▶ Excerpt provided:
Kickstarter modern gamer

Modern gamer, should you buy it local or buy it online?

Once upon a time back in 1986…

It is 1986.  My dragon magazine is open and inside is a glossy advertisement for this book called Warhammer Fantasy Roleplay.  It features an ogre with a black and white mohawk getting skewered by a dwarf with an orange crested mohawk.  My imagination was on fire!  I had to buy this right then and there.  I knew I would stand no chance of finding it in the small town of Nashville, Indiana.  Queue the teen begging syndrome in which I try to convince my parents how this has got to be the best roleplaying game ever made.  It was so completely something out of an Iron Maiden album.  I even try to sell my mother, who is of British blood, just how awesome this clearly British game has got to be.  Eventually, my begging pays off and I get my parents to take me around Bloomington Indiana searching for it.

Records

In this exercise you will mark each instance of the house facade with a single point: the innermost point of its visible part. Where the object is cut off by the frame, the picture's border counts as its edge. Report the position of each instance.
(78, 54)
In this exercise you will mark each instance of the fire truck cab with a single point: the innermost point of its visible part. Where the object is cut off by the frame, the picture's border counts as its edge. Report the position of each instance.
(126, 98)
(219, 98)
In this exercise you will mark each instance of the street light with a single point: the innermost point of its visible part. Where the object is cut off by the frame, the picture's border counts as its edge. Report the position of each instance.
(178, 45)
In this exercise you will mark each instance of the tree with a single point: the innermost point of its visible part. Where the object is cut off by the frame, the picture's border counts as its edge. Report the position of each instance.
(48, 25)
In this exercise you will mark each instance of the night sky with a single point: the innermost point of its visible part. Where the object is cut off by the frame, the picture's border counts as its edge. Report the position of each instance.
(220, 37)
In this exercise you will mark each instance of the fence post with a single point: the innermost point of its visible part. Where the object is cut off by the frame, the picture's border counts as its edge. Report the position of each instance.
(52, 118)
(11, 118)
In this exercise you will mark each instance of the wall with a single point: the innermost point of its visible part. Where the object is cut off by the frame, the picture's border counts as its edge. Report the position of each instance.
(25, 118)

▶ Exercise tasks:
(1) Duplicate the part of the Warhammer post that falls between "Once upon a" and "searching for it.", inclusive.
(2) Summarize the Warhammer post in two sentences.
(3) Take the Warhammer post further, beginning right after its final sentence.

▶ Expected responses:
(1)
Once upon a time back in 1986…

It is 1986.  My dragon magazine is open and inside is a glossy advertisement for this book called Warhammer Fantasy Roleplay.  It features an ogre with a black and white mohawk getting skewered by a dwarf with an orange crested mohawk.  My imagination was on fire!  I had to buy this right then and there.  I knew I would stand no chance of finding it in the small town of Nashville, Indiana.  Queue the teen begging syndrome in which I try to convince my parents how this has got to be the best roleplaying game ever made.  It was so completely something out of an Iron Maiden album.  I even try to sell my mother, who is of British blood, just how awesome this clearly British game has got to be.  Eventually, my begging pays off and I get my parents to take me around Bloomington Indiana searching for it.

(2) In 1986, the writer sees a glossy advertisement in Dragon magazine for Warhammer Fantasy Roleplay, showing a dwarf skewering an ogre, and immediately wants the book. Knowing there is no chance of finding it in Nashville, Indiana, the writer begs both parents, even telling a mother of British blood how awesome the British game must be, until they agree to search Bloomington, Indiana, for it.

(3)
I went through every Waldenbooks, B-Dalton bookstore.  Nothing was to be found.  I then begged them into taking me to 25th century Five and Dime, a store located in the basement near my favorite movie theater.  25th always smelled like 4 things, mildew, clove cigarettes, incense and a slightly skunky smell I now know to be a substance I shall not be discussing here.  It was also a game/comic book store in a college town that was for the serious gamers.  I had picked up my Runequest boxed set here and I was sure I would find Warhammer as well.  Until I didn’t.

Sad and defeated I went home, Just to realize that the glossy advertisement I drooled over had instructions for ordering it by mail.  I took the ad immediately to my mother, (again using the “hey its British pitch”) and convinced her to take my money and write a check to order this directly from Games Workshop.  She sent it off, (imagine sending someone money without some form of receipt or acknowledgment these days!) and 14 weeks later the glossy paperback tome of my dreams arrived.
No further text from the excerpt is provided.